Stored dataset items
────────

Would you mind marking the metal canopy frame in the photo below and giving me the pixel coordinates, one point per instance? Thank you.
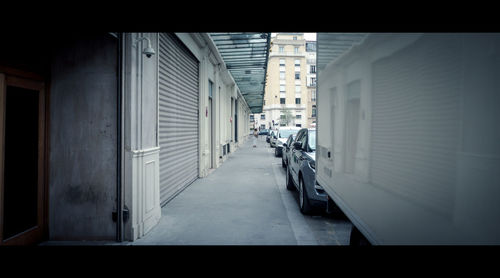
(245, 56)
(330, 46)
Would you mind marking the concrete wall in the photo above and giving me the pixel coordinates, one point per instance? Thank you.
(83, 138)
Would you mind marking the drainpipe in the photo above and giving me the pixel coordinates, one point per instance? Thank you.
(119, 163)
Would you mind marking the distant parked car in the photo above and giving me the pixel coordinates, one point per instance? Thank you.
(286, 150)
(272, 139)
(282, 136)
(264, 132)
(301, 169)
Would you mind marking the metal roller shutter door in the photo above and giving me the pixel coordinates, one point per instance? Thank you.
(178, 117)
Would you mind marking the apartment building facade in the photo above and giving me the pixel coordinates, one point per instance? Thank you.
(311, 83)
(286, 93)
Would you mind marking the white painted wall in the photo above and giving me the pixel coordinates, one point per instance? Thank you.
(445, 87)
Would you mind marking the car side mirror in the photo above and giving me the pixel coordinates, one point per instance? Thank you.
(297, 145)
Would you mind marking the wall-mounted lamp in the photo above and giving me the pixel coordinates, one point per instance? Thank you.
(148, 51)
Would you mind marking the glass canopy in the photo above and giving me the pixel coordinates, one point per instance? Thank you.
(245, 56)
(331, 46)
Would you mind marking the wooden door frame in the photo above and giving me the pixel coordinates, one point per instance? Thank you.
(26, 80)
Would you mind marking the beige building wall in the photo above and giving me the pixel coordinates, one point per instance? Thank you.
(272, 106)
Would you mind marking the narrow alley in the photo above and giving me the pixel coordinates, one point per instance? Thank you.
(244, 202)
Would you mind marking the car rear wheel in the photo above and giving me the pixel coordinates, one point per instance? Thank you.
(305, 206)
(289, 182)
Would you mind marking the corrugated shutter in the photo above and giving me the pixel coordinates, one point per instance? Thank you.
(415, 128)
(178, 117)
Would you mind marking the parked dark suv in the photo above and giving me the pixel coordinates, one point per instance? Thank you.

────────

Aim :: Update the data above by replacing every occurrence of "pixel coordinates" with "x-y coordinates" and keeping all other text unchanged. Omit the pictures from your output.

Task solution ::
Would you mind marking the metal canopy frame in the photo below and giving me the x-y coordinates, one point per instance? Thank you.
(245, 56)
(330, 46)
Would you mind marking the concrete wall in the photo above and giving me the x-y coordinates, one point per instance? Thank you.
(83, 138)
Would you mind marking the drainpipe in the photo above and giving me the x-y coordinates, one point per instance? Thank you.
(119, 163)
Would you mind marking the distant parked car in the photo above and giving me the x-y coordinates, one point per instance? Thank you.
(286, 150)
(272, 139)
(282, 136)
(264, 132)
(301, 169)
Would you mind marking the metal roller shutter door in the photo above and giving me the x-y coordinates, one point per instance? Thank you.
(178, 117)
Would you mind marking the apartment building facade in the photo above and giving me the x-y coordinates, one point per instance? Thank you.
(311, 83)
(286, 93)
Would you mind marking the white painted wall in the photo above and giving me the x-y coordinates, one point per instance? Thank you.
(445, 87)
Would you mind marking the car side mirror in the photo above and giving me the x-y coordinates, one point per instance? Thank you.
(297, 145)
Would you mind marking the wall-mounted lamp in the photo above and giving me the x-y coordinates, one point per instance? Thank you.
(148, 51)
Would you mind marking the glass canopy in the photo above and giving me the x-y coordinates, one point per instance? Thank you.
(245, 56)
(331, 46)
Would you mind marking the wooden door frame in the photo above and giving me the x-y coordinates, one point per instance? Thank you.
(26, 80)
Would you mind marking the beige building wall in the photo above and giving me the x-y coordinates, one point per instance? Thank you.
(272, 106)
Would you mind marking the narrow alley in the photo above and giving me the x-y coordinates, one point per instance? Thank you.
(244, 202)
Would you mind marking the car rear wheel in the photo above and giving me the x-y coordinates, one point per instance? Thank you.
(305, 206)
(289, 182)
Would you mind marking the corrugated shutter in the photo above and giving me the x-y coordinates, one point per instance? Thank you.
(415, 128)
(178, 117)
Would you mind marking the parked dark suv in the photo above and giving me the x-y coordinates, one point per instance? Thank you.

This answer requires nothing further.